>>>>>
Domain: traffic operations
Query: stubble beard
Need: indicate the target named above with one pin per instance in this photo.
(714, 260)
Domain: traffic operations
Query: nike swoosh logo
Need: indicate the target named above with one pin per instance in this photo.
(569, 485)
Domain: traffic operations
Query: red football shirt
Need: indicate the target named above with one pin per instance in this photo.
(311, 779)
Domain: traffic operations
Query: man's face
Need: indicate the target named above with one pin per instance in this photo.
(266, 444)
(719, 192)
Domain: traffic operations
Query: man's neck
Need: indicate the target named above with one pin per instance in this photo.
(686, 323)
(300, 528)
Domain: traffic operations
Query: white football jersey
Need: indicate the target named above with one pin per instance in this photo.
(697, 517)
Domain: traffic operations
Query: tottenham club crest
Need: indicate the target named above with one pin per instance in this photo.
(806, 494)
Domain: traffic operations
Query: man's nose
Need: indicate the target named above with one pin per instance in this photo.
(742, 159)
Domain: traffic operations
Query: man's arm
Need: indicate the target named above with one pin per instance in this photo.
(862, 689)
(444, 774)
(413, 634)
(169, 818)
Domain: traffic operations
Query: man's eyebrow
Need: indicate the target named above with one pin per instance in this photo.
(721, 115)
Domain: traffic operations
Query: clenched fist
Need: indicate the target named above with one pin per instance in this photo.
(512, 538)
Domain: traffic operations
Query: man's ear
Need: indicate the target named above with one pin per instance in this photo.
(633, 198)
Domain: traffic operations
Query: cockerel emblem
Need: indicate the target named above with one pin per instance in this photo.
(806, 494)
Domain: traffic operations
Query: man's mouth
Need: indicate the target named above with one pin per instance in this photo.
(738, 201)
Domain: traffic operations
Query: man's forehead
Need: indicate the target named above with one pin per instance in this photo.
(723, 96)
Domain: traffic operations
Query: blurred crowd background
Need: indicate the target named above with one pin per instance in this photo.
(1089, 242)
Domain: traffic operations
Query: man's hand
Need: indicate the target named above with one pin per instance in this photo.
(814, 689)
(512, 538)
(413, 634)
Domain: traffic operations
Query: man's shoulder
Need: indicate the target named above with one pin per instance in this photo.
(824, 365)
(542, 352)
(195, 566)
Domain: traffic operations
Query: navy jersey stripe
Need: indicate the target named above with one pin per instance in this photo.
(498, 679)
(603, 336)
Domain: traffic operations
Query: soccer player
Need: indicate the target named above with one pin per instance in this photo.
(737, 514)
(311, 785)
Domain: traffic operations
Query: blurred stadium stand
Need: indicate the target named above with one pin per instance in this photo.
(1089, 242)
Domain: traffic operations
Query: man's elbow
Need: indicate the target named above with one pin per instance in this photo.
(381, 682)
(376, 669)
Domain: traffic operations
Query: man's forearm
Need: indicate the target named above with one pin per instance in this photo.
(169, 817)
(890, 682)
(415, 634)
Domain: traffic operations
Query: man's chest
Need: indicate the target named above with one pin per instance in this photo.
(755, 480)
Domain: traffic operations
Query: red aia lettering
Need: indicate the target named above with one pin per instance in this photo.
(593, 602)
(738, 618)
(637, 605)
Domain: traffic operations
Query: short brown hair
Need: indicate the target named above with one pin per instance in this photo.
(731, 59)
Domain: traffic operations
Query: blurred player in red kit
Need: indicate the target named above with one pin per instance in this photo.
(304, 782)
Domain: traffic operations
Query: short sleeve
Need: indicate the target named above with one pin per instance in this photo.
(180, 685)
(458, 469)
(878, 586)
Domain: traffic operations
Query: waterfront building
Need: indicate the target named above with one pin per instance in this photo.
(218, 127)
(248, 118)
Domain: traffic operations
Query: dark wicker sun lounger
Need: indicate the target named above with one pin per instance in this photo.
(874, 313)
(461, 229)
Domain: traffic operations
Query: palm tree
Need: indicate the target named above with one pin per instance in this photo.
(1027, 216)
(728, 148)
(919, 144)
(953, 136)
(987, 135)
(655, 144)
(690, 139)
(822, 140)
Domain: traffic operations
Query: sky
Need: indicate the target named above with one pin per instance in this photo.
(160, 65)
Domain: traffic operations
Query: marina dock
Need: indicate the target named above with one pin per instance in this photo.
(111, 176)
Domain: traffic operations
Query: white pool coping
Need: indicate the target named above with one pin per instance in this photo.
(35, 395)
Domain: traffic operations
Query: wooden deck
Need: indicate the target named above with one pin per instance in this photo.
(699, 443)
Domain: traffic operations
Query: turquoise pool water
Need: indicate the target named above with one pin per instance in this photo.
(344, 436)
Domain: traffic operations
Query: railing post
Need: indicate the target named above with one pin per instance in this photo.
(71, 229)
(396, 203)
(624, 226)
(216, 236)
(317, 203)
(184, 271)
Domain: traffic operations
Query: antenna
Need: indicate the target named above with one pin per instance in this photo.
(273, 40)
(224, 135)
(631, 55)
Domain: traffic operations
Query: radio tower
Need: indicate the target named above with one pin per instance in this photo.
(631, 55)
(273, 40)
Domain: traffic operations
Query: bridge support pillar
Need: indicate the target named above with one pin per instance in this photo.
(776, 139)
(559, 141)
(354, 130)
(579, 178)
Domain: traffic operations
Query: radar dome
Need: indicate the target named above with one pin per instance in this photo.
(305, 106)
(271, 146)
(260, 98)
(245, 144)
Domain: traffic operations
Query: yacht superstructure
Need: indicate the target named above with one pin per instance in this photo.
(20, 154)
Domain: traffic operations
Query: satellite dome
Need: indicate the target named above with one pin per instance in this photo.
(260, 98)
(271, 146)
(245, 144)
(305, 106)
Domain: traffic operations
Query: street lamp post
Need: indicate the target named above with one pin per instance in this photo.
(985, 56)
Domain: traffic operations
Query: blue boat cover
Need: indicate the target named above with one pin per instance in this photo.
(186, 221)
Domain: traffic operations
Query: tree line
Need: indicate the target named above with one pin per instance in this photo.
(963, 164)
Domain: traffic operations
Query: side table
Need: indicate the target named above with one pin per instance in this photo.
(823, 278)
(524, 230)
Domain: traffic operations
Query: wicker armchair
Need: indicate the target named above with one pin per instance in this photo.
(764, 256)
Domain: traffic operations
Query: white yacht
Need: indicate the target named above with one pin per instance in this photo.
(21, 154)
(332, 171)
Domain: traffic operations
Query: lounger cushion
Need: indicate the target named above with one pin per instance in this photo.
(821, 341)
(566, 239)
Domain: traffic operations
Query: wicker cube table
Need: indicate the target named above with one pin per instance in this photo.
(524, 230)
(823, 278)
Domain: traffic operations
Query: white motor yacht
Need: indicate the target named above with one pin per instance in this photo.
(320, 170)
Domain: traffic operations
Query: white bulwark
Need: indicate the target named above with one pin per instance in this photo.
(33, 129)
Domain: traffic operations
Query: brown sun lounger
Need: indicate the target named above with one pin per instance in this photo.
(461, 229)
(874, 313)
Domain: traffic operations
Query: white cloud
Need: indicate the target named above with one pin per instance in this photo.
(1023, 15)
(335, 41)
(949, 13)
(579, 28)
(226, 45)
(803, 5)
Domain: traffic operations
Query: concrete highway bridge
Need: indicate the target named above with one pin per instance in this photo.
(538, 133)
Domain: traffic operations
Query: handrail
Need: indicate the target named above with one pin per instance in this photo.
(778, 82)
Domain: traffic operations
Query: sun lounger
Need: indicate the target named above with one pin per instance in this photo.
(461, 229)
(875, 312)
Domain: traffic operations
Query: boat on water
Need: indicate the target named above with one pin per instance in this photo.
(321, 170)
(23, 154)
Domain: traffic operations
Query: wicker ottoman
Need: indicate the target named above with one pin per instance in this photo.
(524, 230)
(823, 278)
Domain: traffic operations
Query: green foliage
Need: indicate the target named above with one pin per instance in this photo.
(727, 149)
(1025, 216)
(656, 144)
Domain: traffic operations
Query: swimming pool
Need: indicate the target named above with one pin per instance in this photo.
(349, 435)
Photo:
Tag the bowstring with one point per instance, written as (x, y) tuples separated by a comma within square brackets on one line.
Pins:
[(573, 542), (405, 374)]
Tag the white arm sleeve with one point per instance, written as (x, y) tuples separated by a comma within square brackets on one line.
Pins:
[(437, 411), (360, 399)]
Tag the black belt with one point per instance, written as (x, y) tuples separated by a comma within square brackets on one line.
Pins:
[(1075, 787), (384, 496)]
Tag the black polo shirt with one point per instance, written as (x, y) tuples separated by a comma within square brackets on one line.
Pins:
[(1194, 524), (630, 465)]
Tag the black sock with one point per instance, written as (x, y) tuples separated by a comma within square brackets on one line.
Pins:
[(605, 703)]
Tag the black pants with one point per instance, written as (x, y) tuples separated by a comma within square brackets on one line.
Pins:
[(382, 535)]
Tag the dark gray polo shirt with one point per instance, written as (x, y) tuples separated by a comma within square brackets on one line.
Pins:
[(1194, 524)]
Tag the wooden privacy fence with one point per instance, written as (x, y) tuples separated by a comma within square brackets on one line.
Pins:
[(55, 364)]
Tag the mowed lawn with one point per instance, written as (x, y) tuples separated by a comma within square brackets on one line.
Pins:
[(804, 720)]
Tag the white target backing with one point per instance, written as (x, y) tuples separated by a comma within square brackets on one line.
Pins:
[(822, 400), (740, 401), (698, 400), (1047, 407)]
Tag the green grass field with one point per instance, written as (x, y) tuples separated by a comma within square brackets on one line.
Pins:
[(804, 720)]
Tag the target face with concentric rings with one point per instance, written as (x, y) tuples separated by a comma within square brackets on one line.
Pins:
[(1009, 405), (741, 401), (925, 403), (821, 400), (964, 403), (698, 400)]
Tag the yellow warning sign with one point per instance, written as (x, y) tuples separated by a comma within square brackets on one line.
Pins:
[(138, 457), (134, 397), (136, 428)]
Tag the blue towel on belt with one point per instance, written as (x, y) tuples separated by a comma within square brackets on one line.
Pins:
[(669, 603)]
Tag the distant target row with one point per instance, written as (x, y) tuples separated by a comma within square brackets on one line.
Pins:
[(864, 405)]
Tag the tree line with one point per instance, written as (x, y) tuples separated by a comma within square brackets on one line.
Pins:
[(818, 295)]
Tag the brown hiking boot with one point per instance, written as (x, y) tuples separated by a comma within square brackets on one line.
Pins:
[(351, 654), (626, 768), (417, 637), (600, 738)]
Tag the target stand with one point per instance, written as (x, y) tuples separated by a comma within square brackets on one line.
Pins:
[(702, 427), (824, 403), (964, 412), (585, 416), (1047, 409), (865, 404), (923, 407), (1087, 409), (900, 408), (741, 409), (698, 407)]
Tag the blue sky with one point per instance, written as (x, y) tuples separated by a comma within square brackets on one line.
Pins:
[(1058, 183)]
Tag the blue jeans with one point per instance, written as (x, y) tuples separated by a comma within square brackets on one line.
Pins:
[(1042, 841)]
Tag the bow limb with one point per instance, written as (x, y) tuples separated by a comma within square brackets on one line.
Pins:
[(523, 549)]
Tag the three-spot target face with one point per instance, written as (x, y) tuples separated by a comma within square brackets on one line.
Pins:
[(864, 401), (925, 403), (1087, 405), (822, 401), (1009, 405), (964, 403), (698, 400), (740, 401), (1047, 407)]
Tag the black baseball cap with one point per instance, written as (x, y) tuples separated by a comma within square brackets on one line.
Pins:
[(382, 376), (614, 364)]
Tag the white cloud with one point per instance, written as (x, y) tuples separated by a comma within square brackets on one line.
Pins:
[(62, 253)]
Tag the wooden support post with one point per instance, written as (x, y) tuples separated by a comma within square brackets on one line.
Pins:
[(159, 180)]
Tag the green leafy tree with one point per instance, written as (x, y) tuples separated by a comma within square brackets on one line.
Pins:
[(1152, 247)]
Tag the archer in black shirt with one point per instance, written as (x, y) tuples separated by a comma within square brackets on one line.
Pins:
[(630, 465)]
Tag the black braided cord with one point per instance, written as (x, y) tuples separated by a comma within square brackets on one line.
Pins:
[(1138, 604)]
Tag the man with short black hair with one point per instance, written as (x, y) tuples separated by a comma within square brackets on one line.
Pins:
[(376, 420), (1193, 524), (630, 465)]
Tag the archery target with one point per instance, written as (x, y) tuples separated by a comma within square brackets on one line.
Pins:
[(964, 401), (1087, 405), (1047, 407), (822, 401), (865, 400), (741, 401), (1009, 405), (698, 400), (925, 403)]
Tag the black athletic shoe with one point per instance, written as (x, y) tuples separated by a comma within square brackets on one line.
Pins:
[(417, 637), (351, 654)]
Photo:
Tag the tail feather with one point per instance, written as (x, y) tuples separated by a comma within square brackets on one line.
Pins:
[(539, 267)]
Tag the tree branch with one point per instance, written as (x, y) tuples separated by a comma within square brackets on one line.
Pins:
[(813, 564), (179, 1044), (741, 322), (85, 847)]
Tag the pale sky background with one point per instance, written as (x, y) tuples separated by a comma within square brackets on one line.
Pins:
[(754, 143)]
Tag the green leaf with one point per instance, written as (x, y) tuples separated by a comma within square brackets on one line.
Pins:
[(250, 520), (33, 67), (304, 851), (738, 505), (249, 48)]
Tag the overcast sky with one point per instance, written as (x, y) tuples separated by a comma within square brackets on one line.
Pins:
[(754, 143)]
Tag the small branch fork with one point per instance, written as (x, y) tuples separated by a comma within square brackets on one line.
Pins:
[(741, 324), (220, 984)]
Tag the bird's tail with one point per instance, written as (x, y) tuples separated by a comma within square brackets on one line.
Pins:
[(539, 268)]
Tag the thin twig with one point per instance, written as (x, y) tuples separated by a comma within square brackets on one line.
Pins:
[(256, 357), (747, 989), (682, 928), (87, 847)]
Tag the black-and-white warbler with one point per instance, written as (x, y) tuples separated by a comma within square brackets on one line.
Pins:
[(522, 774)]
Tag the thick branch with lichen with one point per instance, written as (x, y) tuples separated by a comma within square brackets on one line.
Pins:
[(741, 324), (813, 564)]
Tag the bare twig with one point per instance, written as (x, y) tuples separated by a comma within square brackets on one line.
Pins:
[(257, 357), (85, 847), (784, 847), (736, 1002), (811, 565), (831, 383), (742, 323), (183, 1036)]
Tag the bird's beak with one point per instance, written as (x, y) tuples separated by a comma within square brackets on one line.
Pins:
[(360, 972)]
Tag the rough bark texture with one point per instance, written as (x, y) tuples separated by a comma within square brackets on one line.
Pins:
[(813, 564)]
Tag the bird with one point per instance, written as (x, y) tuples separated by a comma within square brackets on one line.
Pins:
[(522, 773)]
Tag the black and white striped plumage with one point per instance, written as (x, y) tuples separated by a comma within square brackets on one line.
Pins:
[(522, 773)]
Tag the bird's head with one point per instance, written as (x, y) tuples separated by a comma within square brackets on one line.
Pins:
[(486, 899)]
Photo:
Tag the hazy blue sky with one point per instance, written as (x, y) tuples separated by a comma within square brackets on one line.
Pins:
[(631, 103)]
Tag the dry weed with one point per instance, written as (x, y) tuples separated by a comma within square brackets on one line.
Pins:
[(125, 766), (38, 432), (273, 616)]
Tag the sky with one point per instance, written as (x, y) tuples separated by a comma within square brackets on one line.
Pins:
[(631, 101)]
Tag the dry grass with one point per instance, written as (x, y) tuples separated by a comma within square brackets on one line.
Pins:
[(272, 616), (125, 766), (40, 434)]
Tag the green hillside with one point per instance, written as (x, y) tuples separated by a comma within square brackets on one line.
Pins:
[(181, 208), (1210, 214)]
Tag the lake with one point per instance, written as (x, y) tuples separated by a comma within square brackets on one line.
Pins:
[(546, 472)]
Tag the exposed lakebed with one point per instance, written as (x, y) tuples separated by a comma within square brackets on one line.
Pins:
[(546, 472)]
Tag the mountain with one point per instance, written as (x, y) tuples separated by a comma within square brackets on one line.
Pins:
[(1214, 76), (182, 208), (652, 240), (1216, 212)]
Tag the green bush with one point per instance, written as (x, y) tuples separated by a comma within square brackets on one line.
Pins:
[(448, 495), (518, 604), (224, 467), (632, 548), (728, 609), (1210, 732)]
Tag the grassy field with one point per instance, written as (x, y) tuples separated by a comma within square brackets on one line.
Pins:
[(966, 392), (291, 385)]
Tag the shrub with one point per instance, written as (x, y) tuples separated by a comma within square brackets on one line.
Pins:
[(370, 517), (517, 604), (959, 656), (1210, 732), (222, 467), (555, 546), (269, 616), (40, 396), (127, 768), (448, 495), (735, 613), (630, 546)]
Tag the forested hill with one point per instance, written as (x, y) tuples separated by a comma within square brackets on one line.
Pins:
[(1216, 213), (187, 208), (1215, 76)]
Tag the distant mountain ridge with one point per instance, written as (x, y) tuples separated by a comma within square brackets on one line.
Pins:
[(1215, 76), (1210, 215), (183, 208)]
<<<<<
GOAL:
Starting at the line that contains "Tag the green leafy" and ending at the line that contains "[(376, 420), (1193, 524), (630, 465)]", write those lines of the entries out again, switching "braided" to "twisted" and leaving everything else unchanged.

TASK OUTPUT:
Tag the green leafy tree with one point per instance, written as (x, y) tuples separated by a comma within square brackets on one line.
Pins:
[(1152, 247)]
Tag the archer in black shirt with one point per instance, written as (x, y) tuples separated by a comma within square brackets on one line.
Pins:
[(630, 465)]
Tag the black twisted cord with one point per instance, written as (x, y) tuples separated by a comma within square brackets on one line.
Pins:
[(1138, 604)]
Tag the man with short black hair with one point per instance, written as (x, y) tuples separated by a comma within square brackets on one line.
Pins:
[(376, 420), (1193, 524), (630, 465)]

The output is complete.